● **À FAIRE**
1) Selon l'entretien sur H.ell, combien d'albums d'I.R.$ Bernard Vrancken avait-il dessinés avant de vouloir tenter quelque chose de neuf ?
2) Recopiez mot pour mot le passage de l'entretien sur H.ell qui va de « Du polar financier » jusqu'à « celui d'I.R.$. ? ».

● **PASSAGE FOURNI**
Du polar financier à un univers médiéval fantastique sombre et brumeux, il y a un énorme pas que viennent de franchir Stephen Desberg et Bernard Vrancken avec H.ell. Chevalier déchu devenu questeur criminel, Harmond Ellmander affronte des créatures fantastiques et fait face à son destin dans La mort sous toutes ses formes, premier tome prometteur de ce qui pourrait devenir une bien belle série.

Pour s'immerger dans ses ombres inquiétantes, Bernard Vrancken, tel un des multiformes mis en scène, nous révèle avec brio un style de dessin très différent de sa mise en images d'I.R.$. Une belle surprise au sujet de laquelle nous ne pouvions manquer de l'interroger.

Comment en êtes-vous venus, Stephen Desberg et vous, à aborder avec H.ell un univers aussi différent de celui d'I.R.$. ?

L'envie vient de moi, en fait. Après 14 albums d'I.R.$., j'avais envie de tenter quelque chose de neuf pour ne pas ronronner. Stephen n'est pas seulement mon scénariste, mais un ami. On se côtoie beaucoup, on joue au foot ensemble, et on discute de pas mal de choses. On en a parlé, partagé des idées et H.ell s'est précisé progressivement. Il s'agit effectivement d'un univers très différent de ce à quoi on nous associe généralement, et, ce dont je suis très flatté, c'est une sorte de projet sur mesure pour moi. Stephen s'est un peu inspiré de certains traits de mon caractère, et moi je me suis vraiment fait plaisir en travaillant à ce premier tome.

C'est une nouvelle série, mais pour vous on a envie de dire que c'est aussi un nouveau dessin...

● **DONNÉES**
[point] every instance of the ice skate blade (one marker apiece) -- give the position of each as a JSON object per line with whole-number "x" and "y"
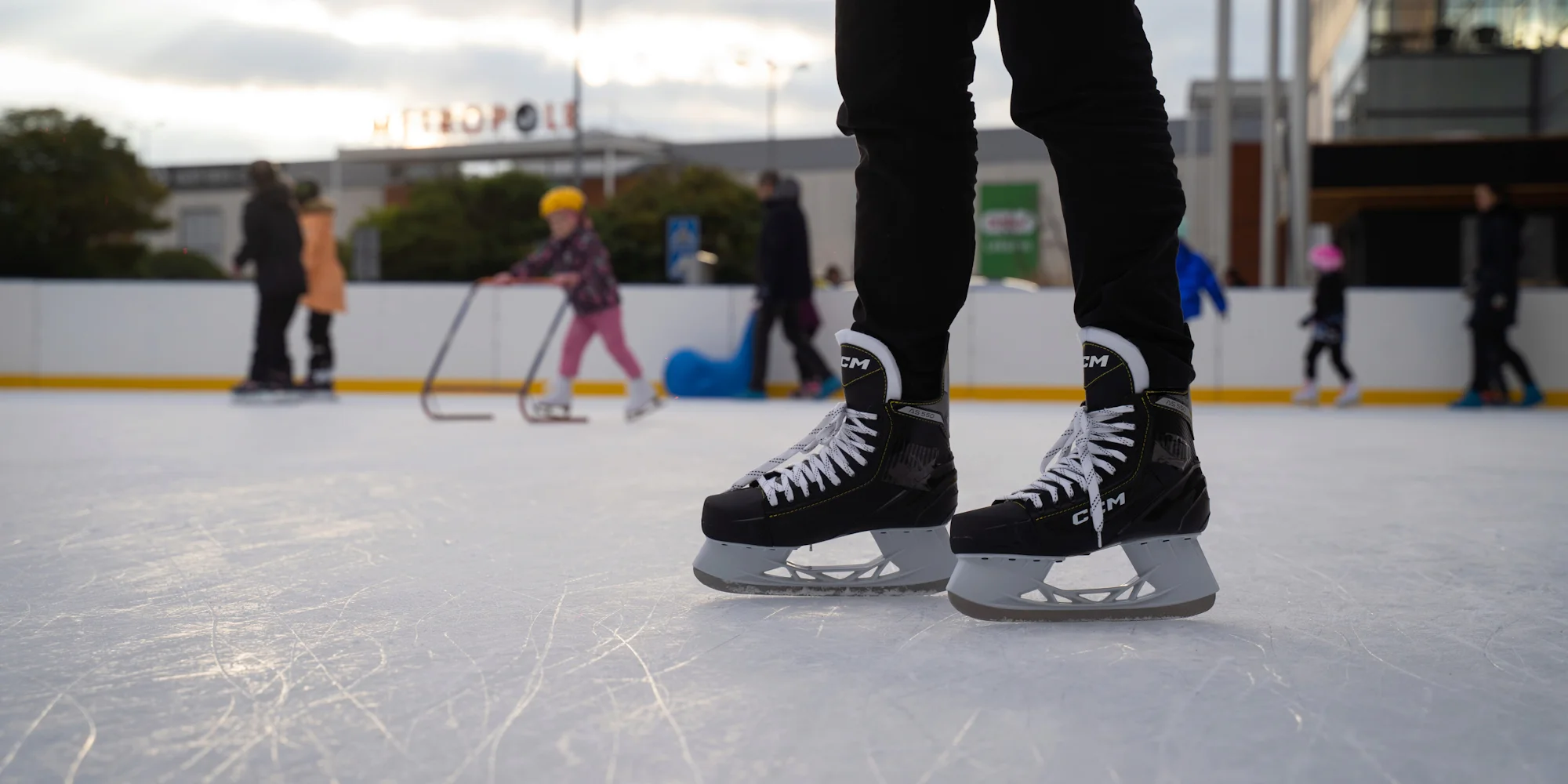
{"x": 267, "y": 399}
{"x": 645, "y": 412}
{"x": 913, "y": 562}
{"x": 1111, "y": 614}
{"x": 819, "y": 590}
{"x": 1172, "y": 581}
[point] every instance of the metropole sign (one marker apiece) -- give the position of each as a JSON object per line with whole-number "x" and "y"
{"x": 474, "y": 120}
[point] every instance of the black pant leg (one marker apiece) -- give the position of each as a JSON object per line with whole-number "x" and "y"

● **RÉSULTATS PAR TÂCHE**
1) 14 albums.

2)
Du polar financier à un univers médiéval fantastique sombre et brumeux, il y a un énorme pas que viennent de franchir Stephen Desberg et Bernard Vrancken avec H.ell. Chevalier déchu devenu questeur criminel, Harmond Ellmander affronte des créatures fantastiques et fait face à son destin dans La mort sous toutes ses formes, premier tome prometteur de ce qui pourrait devenir une bien belle série.

Pour s'immerger dans ses ombres inquiétantes, Bernard Vrancken, tel un des multiformes mis en scène, nous révèle avec brio un style de dessin très différent de sa mise en images d'I.R.$. Une belle surprise au sujet de laquelle nous ne pouvions manquer de l'interroger.

Comment en êtes-vous venus, Stephen Desberg et vous, à aborder avec H.ell un univers aussi différent de celui d'I.R.$. ?